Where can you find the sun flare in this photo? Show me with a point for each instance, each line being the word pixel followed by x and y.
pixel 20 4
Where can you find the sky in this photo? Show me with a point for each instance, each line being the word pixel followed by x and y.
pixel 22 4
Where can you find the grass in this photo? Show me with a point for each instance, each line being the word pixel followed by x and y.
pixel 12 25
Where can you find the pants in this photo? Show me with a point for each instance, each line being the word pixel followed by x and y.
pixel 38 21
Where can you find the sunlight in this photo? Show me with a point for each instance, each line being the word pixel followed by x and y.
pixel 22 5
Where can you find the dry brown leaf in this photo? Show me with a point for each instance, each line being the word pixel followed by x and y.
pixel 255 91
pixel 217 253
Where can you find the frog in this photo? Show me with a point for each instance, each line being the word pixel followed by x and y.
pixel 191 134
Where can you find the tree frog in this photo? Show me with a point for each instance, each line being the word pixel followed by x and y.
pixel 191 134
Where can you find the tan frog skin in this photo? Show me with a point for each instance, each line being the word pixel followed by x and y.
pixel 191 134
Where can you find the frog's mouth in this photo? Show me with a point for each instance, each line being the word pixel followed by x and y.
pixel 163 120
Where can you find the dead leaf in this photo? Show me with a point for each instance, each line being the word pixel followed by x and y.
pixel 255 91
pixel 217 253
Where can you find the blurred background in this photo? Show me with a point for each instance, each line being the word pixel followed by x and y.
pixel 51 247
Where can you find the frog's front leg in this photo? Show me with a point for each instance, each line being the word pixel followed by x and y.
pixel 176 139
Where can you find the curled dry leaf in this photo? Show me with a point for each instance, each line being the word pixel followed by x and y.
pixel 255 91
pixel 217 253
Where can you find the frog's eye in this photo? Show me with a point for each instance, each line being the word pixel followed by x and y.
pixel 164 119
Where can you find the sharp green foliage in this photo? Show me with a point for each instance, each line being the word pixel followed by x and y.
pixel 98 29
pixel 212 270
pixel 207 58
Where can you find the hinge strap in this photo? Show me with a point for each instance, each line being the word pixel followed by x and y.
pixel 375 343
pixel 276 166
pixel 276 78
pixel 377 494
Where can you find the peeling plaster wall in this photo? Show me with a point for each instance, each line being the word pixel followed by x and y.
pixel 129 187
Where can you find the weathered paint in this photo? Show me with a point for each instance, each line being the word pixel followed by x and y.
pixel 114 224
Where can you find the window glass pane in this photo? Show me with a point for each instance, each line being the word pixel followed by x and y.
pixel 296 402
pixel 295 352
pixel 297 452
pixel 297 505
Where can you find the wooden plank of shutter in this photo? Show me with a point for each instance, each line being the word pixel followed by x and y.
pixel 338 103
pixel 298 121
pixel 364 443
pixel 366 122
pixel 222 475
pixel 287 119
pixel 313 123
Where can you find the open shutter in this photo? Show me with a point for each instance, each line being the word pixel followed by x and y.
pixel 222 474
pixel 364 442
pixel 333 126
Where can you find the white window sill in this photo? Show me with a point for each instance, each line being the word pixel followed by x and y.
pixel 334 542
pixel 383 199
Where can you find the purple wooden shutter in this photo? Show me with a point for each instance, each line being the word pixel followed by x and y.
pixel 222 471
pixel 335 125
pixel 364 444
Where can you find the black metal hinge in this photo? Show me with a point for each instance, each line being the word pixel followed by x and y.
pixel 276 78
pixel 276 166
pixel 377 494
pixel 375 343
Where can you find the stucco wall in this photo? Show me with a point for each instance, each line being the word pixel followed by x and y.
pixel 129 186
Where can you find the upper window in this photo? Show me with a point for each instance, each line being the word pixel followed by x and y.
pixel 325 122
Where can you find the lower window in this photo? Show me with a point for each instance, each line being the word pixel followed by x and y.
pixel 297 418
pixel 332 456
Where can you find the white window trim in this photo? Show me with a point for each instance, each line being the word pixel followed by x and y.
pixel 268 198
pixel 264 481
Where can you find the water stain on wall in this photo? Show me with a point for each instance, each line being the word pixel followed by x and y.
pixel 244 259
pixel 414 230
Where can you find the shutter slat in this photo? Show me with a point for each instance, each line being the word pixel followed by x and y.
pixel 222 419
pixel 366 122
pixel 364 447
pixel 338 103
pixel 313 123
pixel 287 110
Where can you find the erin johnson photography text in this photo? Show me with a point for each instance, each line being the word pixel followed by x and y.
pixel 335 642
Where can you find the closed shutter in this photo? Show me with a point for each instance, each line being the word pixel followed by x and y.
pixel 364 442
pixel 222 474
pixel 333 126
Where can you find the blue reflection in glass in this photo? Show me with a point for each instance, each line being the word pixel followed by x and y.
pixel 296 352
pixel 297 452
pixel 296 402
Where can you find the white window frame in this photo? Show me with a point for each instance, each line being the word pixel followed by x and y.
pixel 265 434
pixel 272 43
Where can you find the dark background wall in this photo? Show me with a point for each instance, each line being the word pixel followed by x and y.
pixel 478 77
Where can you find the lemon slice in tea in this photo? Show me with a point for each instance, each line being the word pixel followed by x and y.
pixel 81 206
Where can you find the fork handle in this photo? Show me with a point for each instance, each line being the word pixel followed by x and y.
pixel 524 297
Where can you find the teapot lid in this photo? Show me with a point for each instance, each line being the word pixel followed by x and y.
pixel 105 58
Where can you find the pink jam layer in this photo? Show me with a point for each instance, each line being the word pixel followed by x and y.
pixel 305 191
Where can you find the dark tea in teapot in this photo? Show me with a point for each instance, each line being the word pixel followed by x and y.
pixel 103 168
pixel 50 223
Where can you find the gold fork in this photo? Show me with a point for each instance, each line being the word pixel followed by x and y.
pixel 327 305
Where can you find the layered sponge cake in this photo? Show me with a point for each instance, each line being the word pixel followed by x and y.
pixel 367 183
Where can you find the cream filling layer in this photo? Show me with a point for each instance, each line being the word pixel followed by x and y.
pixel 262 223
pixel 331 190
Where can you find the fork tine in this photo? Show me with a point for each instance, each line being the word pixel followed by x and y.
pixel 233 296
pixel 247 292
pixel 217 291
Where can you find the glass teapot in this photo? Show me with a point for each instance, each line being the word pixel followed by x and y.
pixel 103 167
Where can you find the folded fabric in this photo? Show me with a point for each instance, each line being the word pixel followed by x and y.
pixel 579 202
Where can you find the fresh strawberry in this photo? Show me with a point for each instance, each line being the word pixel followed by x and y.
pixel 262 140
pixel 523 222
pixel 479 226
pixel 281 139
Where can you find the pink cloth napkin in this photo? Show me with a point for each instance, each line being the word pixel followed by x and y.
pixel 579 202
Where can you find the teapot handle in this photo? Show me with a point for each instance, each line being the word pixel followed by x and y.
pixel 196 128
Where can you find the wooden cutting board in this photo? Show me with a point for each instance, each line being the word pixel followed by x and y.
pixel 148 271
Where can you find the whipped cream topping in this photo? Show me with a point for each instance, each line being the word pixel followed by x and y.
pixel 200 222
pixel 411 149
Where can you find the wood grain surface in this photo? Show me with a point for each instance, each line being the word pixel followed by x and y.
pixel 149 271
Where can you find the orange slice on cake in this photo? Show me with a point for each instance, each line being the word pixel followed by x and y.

******************************

__Your objective__
Repeat the items above word for word, starting at the line that contains "Where can you find the dark tea" and ending at the line that contains "pixel 327 305", with both of those lines included.

__Finished exercise__
Where can you find the dark tea in teapot in this photo? Show me with a point for each instance, each line being the word pixel followed by x and y.
pixel 103 168
pixel 50 223
Where can you find the gold fork in this photo? Show me with a point for each instance, each line being the word pixel followed by x and y.
pixel 327 305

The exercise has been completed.